Exercises to complete:
1. In the holdout set example, which target column does the binary classifier learn to predict?
2. Extend the holdout set example from the point where it stops.

Extract to read:
Example: Holdout set¶
This example shows when and how to use ATOM's holdout set in an exploration pipeline.
The data used is a variation on the Australian weather dataset from Kaggle. You can download it from here. The goal of this dataset is to predict whether or not it will rain tomorrow training a binary classifier on target RainTomorrow
.
Load the data¶
# Import packages
import pandas as pd
from atom import ATOMClassifier
# Load data
X = pd.read_csv("docs_source/examples/datasets/weatherAUS.csv")
# Let's have a look
X.head()
Run the pipeline¶
# Initialize atom specifying a fraction of the dataset for holdout
atom = ATOMClassifier(X, n_rows=0.5, holdout_size=0.2, verbose=2)
# The test and holdout fractions are split after subsampling the dataset
# Also note that the holdout data set is not a part of atom's dataset
print("Length loaded data:", len(X))
print("Length dataset + holdout:", len(atom.dataset) + len(atom.holdout))
atom.impute()
atom.encode()

Dataset records:
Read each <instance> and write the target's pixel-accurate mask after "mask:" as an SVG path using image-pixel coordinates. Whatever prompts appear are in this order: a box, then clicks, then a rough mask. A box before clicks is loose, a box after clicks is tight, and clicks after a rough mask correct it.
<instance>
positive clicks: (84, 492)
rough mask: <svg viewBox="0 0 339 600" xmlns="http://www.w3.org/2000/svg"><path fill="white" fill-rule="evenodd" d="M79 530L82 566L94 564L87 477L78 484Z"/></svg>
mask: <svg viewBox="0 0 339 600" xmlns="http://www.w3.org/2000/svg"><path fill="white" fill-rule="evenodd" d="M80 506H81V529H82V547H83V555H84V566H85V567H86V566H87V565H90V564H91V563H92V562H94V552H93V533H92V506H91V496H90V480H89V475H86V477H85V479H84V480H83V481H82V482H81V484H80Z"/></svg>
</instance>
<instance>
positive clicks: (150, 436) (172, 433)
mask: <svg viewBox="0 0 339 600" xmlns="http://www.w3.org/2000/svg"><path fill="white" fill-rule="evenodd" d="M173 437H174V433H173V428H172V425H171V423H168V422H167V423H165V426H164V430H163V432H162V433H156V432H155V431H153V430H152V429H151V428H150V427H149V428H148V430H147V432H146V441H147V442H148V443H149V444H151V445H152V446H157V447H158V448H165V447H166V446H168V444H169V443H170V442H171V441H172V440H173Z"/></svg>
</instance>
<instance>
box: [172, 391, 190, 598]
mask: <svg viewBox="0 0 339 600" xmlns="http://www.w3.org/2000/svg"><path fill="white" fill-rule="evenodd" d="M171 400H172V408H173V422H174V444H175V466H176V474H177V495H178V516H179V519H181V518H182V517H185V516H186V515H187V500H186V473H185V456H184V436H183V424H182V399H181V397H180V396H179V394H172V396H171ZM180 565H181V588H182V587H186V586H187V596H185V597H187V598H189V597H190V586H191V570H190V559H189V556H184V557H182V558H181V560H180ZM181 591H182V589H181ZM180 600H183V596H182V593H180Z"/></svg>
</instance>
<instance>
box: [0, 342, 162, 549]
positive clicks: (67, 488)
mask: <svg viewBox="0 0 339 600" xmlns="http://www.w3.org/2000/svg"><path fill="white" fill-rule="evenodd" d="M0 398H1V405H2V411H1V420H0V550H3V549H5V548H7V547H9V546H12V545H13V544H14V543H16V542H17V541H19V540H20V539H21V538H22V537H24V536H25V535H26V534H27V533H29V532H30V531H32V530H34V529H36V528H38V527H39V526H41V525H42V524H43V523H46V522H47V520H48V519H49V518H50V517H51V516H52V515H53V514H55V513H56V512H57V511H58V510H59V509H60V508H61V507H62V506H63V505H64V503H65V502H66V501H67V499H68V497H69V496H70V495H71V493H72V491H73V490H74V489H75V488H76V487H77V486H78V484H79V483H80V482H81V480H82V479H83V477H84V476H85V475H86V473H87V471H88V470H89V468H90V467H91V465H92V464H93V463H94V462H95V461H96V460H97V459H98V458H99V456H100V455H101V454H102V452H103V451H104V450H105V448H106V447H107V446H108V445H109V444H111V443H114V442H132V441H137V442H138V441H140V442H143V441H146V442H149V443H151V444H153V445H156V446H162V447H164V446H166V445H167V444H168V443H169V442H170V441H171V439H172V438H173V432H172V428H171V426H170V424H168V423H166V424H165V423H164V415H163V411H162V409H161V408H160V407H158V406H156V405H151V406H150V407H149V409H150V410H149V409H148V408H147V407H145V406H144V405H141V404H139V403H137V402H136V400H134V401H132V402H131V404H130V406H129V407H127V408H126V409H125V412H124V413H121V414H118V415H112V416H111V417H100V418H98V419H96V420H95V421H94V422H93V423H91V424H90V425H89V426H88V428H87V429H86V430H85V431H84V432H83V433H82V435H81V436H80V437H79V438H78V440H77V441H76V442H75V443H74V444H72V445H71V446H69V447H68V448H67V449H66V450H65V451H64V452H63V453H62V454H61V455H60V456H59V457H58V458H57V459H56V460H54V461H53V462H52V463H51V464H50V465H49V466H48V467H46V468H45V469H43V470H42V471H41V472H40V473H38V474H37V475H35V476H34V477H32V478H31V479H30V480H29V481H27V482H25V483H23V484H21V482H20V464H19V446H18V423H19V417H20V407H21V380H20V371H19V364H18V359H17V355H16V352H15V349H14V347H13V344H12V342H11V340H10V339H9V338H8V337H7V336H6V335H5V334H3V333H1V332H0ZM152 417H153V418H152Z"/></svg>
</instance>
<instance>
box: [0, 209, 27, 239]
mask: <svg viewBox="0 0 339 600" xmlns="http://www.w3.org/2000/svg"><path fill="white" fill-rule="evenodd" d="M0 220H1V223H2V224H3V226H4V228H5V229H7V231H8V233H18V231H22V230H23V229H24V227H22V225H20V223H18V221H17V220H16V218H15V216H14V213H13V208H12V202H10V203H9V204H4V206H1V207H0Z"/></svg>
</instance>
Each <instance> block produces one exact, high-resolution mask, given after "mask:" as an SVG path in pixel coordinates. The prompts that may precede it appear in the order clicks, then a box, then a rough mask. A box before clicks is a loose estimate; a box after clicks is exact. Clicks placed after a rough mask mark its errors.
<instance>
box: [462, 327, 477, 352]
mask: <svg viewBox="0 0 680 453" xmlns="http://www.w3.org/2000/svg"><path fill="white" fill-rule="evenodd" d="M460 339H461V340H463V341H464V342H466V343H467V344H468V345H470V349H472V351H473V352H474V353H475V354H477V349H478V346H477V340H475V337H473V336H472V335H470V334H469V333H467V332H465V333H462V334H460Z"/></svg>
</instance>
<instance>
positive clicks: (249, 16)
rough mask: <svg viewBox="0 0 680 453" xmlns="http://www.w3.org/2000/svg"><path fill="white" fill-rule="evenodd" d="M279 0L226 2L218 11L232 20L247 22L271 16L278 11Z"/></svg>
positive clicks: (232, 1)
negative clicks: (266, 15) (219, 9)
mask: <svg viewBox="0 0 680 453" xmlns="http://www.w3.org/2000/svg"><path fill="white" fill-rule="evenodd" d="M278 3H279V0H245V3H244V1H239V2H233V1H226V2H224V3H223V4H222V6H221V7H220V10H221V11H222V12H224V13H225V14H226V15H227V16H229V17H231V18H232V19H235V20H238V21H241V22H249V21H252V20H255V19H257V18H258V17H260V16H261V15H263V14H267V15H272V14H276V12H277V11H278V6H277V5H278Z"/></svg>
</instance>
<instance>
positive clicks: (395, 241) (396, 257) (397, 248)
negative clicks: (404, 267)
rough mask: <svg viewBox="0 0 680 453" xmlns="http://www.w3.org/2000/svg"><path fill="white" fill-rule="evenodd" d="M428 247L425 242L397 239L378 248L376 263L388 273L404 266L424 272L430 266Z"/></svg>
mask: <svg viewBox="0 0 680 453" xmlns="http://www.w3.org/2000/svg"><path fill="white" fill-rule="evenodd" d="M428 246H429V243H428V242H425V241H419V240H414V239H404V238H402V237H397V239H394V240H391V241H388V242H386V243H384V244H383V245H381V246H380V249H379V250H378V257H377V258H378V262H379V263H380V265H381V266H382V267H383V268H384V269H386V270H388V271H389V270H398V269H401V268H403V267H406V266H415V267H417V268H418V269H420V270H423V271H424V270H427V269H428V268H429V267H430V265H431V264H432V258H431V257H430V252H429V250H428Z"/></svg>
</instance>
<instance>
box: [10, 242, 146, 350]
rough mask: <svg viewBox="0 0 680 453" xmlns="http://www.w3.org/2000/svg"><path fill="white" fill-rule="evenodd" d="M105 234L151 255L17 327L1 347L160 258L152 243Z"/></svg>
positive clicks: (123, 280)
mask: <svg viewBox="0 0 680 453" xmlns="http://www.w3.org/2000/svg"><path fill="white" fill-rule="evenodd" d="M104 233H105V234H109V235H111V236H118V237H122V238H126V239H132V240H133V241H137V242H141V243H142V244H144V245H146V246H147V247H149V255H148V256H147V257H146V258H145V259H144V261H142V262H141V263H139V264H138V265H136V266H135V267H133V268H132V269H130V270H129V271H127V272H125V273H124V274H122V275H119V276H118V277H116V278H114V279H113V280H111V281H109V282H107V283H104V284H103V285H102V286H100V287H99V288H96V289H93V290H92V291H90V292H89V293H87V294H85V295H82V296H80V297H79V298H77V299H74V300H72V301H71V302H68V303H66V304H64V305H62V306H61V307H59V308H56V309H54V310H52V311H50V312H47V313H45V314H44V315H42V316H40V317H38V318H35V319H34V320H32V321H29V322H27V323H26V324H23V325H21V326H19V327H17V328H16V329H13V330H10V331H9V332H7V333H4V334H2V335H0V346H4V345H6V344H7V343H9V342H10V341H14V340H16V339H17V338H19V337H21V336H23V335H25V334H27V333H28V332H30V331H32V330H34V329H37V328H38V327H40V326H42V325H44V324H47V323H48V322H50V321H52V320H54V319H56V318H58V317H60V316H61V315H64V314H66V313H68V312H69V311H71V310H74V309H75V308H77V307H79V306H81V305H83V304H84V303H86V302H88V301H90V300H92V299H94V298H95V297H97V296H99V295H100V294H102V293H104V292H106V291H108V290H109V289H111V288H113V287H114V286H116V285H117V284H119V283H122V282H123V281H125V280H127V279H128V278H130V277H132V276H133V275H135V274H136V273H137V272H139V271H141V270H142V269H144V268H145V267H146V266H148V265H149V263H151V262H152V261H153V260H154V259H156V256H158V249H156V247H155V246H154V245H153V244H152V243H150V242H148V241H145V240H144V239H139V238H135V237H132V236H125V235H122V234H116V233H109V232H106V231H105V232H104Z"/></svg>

---

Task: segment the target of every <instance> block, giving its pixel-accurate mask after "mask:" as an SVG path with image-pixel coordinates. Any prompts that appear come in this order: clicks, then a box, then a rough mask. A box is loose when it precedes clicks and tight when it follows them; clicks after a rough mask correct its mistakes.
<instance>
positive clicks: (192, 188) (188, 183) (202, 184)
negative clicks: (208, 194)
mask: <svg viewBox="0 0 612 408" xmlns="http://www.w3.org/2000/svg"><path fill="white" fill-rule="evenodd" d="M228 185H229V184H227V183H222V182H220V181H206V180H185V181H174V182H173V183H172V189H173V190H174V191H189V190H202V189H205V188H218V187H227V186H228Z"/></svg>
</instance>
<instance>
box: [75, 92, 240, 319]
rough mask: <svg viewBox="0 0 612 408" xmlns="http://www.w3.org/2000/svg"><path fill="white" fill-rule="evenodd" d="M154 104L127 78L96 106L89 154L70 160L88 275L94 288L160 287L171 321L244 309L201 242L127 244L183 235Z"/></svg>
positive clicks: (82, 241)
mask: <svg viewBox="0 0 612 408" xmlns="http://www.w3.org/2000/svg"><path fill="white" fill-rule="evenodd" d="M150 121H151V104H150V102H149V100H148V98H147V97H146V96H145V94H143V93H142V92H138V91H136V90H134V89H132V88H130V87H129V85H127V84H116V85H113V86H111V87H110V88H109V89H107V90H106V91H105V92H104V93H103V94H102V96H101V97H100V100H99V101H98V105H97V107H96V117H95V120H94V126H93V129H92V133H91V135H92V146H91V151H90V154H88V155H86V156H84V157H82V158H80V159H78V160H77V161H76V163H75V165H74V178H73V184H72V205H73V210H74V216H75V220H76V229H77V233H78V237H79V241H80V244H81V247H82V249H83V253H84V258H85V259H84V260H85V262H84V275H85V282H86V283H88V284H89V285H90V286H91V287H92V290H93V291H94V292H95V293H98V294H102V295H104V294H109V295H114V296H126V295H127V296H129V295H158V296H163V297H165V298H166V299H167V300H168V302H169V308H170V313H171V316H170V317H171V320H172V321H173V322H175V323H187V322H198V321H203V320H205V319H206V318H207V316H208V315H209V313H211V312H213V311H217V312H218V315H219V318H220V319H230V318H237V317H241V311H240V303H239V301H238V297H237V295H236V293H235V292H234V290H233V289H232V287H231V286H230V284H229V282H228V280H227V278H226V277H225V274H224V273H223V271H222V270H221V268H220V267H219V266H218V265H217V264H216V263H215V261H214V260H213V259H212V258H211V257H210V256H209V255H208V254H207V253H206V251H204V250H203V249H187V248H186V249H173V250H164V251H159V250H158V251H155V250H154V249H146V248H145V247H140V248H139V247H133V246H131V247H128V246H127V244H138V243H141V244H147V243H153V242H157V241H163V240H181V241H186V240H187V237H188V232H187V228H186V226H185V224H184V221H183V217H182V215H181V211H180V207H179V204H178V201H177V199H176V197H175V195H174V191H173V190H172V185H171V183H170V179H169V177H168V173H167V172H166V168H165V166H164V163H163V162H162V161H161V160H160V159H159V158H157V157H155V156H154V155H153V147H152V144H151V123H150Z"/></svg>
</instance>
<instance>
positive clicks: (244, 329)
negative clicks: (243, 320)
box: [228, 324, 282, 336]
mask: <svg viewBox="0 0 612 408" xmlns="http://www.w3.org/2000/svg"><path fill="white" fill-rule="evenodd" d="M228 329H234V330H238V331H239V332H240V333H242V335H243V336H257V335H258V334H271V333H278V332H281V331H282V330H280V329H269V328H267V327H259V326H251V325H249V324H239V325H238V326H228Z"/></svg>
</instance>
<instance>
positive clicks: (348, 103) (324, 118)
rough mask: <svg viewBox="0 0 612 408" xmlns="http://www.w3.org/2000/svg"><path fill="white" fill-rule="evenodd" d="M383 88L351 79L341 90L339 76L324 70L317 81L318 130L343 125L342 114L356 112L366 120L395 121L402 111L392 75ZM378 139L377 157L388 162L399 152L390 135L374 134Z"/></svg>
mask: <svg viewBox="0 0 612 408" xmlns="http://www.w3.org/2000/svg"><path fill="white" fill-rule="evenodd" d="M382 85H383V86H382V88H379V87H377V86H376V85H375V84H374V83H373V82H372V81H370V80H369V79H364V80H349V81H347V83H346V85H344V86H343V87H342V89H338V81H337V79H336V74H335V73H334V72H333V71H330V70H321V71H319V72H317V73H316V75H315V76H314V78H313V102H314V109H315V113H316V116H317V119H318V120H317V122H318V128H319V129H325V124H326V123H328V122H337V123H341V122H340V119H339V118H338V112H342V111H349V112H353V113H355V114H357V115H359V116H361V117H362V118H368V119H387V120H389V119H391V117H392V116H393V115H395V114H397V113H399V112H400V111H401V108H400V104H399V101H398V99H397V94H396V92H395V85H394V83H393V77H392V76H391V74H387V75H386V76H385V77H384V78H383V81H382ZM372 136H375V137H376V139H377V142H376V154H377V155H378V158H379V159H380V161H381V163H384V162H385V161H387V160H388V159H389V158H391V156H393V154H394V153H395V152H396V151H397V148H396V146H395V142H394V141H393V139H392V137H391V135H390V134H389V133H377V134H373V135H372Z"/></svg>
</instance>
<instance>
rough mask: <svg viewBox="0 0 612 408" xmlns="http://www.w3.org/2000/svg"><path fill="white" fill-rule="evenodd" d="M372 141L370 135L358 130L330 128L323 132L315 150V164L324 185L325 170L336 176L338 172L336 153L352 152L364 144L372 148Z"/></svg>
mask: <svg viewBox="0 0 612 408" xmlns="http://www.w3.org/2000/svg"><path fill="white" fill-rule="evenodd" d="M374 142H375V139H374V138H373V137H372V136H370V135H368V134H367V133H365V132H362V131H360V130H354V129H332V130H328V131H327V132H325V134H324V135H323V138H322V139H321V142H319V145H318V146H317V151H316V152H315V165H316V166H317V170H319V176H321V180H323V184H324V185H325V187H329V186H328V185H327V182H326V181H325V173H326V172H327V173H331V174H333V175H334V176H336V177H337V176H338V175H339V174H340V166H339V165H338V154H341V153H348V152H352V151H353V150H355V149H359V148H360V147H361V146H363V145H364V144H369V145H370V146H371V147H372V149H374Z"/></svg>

* * *

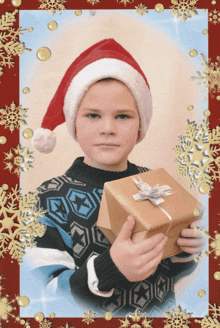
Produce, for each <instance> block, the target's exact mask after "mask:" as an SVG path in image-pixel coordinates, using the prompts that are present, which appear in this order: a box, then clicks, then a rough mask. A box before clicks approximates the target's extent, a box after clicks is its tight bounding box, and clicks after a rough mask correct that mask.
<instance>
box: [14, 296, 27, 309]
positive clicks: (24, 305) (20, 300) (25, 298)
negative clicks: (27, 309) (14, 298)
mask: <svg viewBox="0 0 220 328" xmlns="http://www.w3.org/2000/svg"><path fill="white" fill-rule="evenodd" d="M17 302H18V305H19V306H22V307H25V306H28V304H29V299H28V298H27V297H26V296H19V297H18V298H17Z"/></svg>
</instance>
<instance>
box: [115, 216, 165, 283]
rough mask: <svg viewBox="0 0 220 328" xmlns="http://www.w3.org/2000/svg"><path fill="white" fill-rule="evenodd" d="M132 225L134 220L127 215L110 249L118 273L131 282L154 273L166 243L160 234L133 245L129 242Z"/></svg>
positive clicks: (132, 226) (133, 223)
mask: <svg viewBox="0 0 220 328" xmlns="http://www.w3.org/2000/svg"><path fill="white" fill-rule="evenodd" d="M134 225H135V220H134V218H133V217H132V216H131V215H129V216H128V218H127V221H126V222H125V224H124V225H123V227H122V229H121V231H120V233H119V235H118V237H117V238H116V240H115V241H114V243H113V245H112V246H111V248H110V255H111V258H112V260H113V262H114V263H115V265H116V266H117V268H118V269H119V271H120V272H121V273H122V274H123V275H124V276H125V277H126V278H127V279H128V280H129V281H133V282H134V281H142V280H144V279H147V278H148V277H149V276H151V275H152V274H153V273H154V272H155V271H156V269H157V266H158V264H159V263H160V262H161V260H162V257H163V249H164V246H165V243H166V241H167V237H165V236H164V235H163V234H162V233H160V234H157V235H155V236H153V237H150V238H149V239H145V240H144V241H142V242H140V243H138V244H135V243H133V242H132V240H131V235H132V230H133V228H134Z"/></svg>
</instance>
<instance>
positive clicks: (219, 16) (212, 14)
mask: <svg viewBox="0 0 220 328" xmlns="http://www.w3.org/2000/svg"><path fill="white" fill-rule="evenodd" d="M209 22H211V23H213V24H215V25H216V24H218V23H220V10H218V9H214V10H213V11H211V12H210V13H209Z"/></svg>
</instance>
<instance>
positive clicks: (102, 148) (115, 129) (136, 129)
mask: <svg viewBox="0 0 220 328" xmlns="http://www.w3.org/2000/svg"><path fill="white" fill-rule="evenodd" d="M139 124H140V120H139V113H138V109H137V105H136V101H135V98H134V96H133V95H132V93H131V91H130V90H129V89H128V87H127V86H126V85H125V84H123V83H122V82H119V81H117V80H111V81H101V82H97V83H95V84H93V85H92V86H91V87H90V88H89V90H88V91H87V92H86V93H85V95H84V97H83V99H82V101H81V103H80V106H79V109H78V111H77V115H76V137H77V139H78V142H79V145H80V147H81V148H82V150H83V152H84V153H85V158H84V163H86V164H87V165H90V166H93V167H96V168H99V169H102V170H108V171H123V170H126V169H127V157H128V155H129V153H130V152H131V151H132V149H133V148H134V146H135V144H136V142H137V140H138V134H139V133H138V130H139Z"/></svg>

Answers by task:
1. RainTomorrow

2.
# Unlike train and test, the holdout data set is not transformed until used for predictions
atom.holdout
atom.run(models=["GNB", "LR", "RF"])
atom.plot_prc()
# Based on the results on the test set, we select the best model for further tuning
atom.run("lr_tuned", n_trials=10)
Analyze the results¶
We already used the test set to choose the best model for futher tuning, so this set is no longer truly independent. Although it may not be directly visible in the results, using the test set now to evaluate the tuned LR model would be a mistake, since it carries a bias. For this reason, we have set apart an extra, indepedent set to validate the final model: the holdout set. If we are not going to use the test set for validation, we might as well use it to train the model and so optimize the use of the available data. Use the full_train method for this.
# Re-train the model on the full dataset (train + test)
atom.lr_tuned.full_train()
# Evaluate on the holdout set
atom.lr_tuned.evaluate(rows="holdout")
atom.lr_tuned.plot_prc(rows="holdout", legend="upper right")